*** Source extract ***

Given a mask and a value, the mask covers the value if all bits from the value fall into the mask.
For example:
mask: 0b011010
value: 0b010010
true
or
mask: 0b011010
value: 0b010110
false
For int arr[arr_size]
, I need to calculate how many elements of the array are covered by the given mask.
My code:
int count = 0;
for (int index = 0; index < arr_size; index++)
{
// note: always true because of operator precedence
if (arr[index] | mask == mask)
count++;
}
or (slower)
int count = 0;
for (int index = 0; index < arr_size; index++)
{
// note: also broken because of operator precedence, but not always true
if (arr[index] & mask == arr[index])
count++;
}
My program very often needs to calculate the number of such array elements.
Can you tell me if there is any way to speed up such calculations? For example using SSE, AVX instructions.
P.S.
My code is turned into 5 instructions by the compiler (with optimizations enabled), but maybe you should use group instructions and this will give an additional speed gain
P.P.S. minimal code:
constexpt block_size = 16;
int arr[] = {rand(), rand(), rand(), rand(), rand(), rand(), rand(), rand(), rand(), rand(), rand(), rand(), rand(), rand(), rand(), rand(), }; // random values for example
int mask = rand();
int count = 0;
for (__int64 cycles = 0; cycles < 0xFFFFFFFF; cycles ++)
{
for (int index = 0; index < block_size; index ++)
{
if (arr[index] | mask == mask)
count++;
}
}

***

Work to do -
1 – Update the passage of the question about counting masked array elements that opens with the words "My code is turned" and closes with "0xFFFFFFFF; cycles ++)", replacing "block_size" with "chunk_size" throughout.
2 – Format the records from the line containing "Place a point on every instance of the utility" through the end of the records as a Markdown table with the columns Row and Line, numbering each row and leaving out blank lines.

*** Listed entries ***

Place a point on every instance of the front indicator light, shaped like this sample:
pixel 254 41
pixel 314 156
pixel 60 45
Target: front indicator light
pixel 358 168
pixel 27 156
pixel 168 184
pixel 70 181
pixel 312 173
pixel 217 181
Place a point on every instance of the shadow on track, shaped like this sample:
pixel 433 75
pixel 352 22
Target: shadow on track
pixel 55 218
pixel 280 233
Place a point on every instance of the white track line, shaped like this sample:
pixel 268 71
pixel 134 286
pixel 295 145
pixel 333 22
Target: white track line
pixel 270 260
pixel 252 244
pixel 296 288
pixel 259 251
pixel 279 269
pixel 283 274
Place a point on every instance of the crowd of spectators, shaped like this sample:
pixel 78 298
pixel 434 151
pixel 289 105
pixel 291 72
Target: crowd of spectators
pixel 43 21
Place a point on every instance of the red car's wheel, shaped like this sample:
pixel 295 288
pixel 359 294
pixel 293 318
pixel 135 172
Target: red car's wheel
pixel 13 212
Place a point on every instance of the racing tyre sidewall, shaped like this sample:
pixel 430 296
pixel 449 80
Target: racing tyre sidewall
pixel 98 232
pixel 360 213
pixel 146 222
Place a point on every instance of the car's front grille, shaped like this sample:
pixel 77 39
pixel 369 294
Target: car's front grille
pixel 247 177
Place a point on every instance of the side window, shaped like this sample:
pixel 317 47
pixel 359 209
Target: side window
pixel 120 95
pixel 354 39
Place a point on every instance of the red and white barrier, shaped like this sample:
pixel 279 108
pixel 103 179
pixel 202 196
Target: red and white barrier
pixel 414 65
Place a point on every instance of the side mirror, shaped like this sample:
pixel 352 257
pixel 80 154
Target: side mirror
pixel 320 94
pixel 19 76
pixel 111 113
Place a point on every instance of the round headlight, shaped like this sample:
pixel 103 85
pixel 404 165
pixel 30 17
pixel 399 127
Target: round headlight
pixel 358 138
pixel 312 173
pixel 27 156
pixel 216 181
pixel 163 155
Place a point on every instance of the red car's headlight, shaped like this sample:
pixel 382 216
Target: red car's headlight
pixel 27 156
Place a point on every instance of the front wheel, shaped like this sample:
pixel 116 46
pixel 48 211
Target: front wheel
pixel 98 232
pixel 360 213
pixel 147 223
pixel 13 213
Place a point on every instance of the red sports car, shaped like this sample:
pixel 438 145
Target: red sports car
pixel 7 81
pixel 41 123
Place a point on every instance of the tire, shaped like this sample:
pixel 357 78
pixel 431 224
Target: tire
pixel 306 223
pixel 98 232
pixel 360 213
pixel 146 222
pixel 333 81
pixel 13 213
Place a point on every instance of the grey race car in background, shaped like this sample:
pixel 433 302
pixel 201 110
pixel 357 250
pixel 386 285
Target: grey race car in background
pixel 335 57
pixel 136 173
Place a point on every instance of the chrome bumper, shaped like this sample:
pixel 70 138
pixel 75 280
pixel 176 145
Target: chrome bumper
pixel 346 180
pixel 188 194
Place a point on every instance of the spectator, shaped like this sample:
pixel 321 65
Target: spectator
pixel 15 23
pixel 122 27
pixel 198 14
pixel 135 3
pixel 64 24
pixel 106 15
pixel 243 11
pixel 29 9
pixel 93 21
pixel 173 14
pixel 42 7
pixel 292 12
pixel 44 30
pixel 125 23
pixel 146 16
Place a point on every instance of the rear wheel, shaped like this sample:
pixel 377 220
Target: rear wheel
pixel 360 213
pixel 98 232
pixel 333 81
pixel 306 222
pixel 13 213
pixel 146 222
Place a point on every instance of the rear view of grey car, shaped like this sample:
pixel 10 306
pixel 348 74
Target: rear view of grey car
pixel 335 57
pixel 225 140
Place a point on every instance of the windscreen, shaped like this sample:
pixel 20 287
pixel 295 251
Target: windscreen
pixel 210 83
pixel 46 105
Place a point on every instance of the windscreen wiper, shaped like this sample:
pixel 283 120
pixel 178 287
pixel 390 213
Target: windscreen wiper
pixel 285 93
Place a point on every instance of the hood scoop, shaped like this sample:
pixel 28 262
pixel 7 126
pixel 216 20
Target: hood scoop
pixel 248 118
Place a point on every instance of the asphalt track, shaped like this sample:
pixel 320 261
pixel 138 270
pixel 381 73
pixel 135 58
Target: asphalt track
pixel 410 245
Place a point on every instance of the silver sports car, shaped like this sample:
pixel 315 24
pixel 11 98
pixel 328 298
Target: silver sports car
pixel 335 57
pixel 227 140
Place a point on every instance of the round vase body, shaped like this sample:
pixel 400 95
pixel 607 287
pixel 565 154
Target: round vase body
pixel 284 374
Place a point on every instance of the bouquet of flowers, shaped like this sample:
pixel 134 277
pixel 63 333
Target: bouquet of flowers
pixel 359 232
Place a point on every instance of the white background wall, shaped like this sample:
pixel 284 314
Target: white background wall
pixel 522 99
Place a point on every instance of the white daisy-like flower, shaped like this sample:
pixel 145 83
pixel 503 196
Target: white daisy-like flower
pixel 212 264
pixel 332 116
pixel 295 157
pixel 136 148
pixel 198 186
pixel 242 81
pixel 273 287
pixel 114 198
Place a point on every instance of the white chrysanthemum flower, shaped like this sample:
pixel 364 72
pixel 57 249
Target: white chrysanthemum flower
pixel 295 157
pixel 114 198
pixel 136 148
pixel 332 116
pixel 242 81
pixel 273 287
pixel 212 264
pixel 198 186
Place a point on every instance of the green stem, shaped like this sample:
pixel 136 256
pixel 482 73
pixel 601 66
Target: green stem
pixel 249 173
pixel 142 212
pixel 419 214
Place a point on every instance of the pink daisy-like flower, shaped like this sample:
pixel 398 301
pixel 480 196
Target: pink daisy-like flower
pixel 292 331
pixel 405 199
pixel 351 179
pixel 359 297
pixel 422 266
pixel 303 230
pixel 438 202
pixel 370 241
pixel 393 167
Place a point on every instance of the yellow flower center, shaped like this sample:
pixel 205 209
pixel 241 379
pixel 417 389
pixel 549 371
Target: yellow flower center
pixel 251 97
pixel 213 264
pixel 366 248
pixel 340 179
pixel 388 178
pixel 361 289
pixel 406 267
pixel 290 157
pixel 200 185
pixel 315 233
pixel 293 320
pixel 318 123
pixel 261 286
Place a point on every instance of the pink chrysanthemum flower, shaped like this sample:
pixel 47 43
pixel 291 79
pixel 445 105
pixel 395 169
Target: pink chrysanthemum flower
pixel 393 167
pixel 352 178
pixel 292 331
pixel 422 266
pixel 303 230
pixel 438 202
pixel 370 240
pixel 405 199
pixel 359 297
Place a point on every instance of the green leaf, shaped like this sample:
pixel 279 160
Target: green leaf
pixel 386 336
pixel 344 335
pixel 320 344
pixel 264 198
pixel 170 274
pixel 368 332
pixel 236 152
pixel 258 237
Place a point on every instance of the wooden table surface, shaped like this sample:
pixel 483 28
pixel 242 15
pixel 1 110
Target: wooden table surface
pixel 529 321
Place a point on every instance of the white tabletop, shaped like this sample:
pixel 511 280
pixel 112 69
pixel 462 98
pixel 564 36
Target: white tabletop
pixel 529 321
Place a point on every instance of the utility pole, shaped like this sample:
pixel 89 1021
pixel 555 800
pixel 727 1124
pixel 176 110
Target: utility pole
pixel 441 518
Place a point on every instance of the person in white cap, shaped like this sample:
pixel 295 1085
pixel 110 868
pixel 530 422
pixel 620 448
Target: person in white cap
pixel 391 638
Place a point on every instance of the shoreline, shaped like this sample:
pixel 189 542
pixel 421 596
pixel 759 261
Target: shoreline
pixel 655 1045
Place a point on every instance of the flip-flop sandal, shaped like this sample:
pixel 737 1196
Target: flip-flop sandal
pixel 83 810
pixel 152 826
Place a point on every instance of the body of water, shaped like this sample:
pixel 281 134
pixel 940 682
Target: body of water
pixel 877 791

***

Solutions -
1 –
My code is turned into 5 instructions by the compiler (with optimizations enabled), but maybe you should use group instructions and this will give an additional speed gain
P.P.S. minimal code:
constexpt chunk_size = 16;
int arr[] = {rand(), rand(), rand(), rand(), rand(), rand(), rand(), rand(), rand(), rand(), rand(), rand(), rand(), rand(), rand(), rand(), }; // random values for example
int mask = rand();
int count = 0;
for (__int64 cycles = 0; cycles < 0xFFFFFFFF; cycles ++)

2 –
| Row | Line |
|---|---|
| 1 | Place a point on every instance of the utility pole, shaped like this sample: |
| 2 | pixel 89 1021 |
| 3 | pixel 555 800 |
| 4 | pixel 727 1124 |
| 5 | pixel 176 110 |
| 6 | Target: utility pole |
| 7 | pixel 441 518 |
| 8 | Place a point on every instance of the person in white cap, shaped like this sample: |
| 9 | pixel 295 1085 |
| 10 | pixel 110 868 |
| 11 | pixel 530 422 |
| 12 | pixel 620 448 |
| 13 | Target: person in white cap |
| 14 | pixel 391 638 |
| 15 | Place a point on every instance of the shoreline, shaped like this sample: |
| 16 | pixel 189 542 |
| 17 | pixel 421 596 |
| 18 | pixel 759 261 |
| 19 | Target: shoreline |
| 20 | pixel 655 1045 |
| 21 | Place a point on every instance of the flip-flop sandal, shaped like this sample: |
| 22 | pixel 737 1196 |
| 23 | Target: flip-flop sandal |
| 24 | pixel 83 810 |
| 25 | pixel 152 826 |
| 26 | Place a point on every instance of the body of water, shaped like this sample: |
| 27 | pixel 281 134 |
| 28 | pixel 940 682 |
| 29 | Target: body of water |
| 30 | pixel 877 791 |